Items from a data source
START
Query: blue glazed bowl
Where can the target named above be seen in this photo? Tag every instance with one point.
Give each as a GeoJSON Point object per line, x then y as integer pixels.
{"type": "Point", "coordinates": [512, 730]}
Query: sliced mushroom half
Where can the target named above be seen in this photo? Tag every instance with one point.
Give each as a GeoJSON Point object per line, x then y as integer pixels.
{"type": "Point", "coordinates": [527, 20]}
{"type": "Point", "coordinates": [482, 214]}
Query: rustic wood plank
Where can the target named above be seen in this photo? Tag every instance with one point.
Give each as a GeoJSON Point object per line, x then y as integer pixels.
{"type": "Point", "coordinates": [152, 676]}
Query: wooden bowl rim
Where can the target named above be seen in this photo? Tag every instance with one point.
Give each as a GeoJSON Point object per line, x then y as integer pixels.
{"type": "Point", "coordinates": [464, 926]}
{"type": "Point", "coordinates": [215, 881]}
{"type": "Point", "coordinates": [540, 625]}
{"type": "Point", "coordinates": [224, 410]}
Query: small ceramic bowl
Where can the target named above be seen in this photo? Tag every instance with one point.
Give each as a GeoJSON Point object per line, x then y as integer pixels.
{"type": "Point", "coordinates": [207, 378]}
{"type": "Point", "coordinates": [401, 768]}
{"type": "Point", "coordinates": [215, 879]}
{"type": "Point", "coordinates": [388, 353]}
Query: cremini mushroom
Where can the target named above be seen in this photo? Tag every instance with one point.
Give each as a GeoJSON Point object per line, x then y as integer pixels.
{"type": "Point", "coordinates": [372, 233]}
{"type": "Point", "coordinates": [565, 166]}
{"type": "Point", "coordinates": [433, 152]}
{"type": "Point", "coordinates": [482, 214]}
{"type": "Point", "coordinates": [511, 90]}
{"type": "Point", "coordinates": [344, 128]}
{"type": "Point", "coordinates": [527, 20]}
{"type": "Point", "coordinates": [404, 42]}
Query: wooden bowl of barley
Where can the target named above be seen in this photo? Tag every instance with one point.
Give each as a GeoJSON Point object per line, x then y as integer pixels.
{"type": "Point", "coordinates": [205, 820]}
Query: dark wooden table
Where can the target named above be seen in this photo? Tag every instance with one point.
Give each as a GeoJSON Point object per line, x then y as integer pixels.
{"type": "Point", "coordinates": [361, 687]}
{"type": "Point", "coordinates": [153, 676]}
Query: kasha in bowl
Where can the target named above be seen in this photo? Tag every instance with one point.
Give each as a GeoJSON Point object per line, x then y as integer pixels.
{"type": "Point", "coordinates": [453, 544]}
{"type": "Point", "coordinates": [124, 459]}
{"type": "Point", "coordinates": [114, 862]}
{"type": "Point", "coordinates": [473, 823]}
END
— Do this —
Present the lines of the records from the line containing "Query: wooden bowl rim" through the end of the records, inclusive, as a Markdown table with the columns "No." and "Line", omitting blank lines. Number each row in the "No." column and place the line in the "Line" column.

— Written solution —
| No. | Line |
|---|---|
| 1 | Query: wooden bowl rim |
| 2 | Where can the target named above be seen in this photo? Tag every instance with one point. |
| 3 | Give each as a GeoJSON Point object per line, x then y as integer pixels. |
| 4 | {"type": "Point", "coordinates": [464, 926]} |
| 5 | {"type": "Point", "coordinates": [215, 881]} |
| 6 | {"type": "Point", "coordinates": [540, 625]} |
| 7 | {"type": "Point", "coordinates": [224, 410]} |
| 8 | Query: small ceramic bowl |
| 9 | Where can the target named above be seen in this photo? Tag every instance with one point. |
| 10 | Give each as a GeoJSON Point object per line, x then y as integer pixels. |
| 11 | {"type": "Point", "coordinates": [207, 378]} |
| 12 | {"type": "Point", "coordinates": [401, 768]} |
| 13 | {"type": "Point", "coordinates": [215, 879]} |
| 14 | {"type": "Point", "coordinates": [388, 353]} |
| 15 | Query: cremini mushroom |
| 16 | Where can the target named above be seen in this photo? Tag every instance with one point. |
| 17 | Give each as a GeoJSON Point object per line, x then y as integer pixels. |
| 18 | {"type": "Point", "coordinates": [372, 233]} |
| 19 | {"type": "Point", "coordinates": [565, 166]} |
| 20 | {"type": "Point", "coordinates": [433, 152]} |
| 21 | {"type": "Point", "coordinates": [482, 214]} |
| 22 | {"type": "Point", "coordinates": [511, 90]} |
| 23 | {"type": "Point", "coordinates": [344, 128]} |
| 24 | {"type": "Point", "coordinates": [527, 20]} |
| 25 | {"type": "Point", "coordinates": [404, 42]} |
| 26 | Query: wooden bowl of barley |
| 27 | Where can the target named above be seen in this photo? Tag every instance with one point. |
| 28 | Give each as a GeoJSON Point object per line, x then y as integer pixels. |
| 29 | {"type": "Point", "coordinates": [205, 820]} |
| 30 | Query: dark wooden table |
| 31 | Where can the target named above be seen in this photo? Tag every instance with one point. |
| 32 | Give each as a GeoJSON Point object per line, x then y as integer pixels. |
| 33 | {"type": "Point", "coordinates": [361, 687]} |
| 34 | {"type": "Point", "coordinates": [153, 676]} |
| 35 | Query: kasha in bowl |
| 36 | Where can the target named above be seen in this photo? Tag every instance with one point. |
| 37 | Give each as a GeoJSON Point object per line, x then y as integer pixels. |
| 38 | {"type": "Point", "coordinates": [453, 544]} |
| 39 | {"type": "Point", "coordinates": [124, 459]} |
| 40 | {"type": "Point", "coordinates": [114, 862]} |
| 41 | {"type": "Point", "coordinates": [473, 823]} |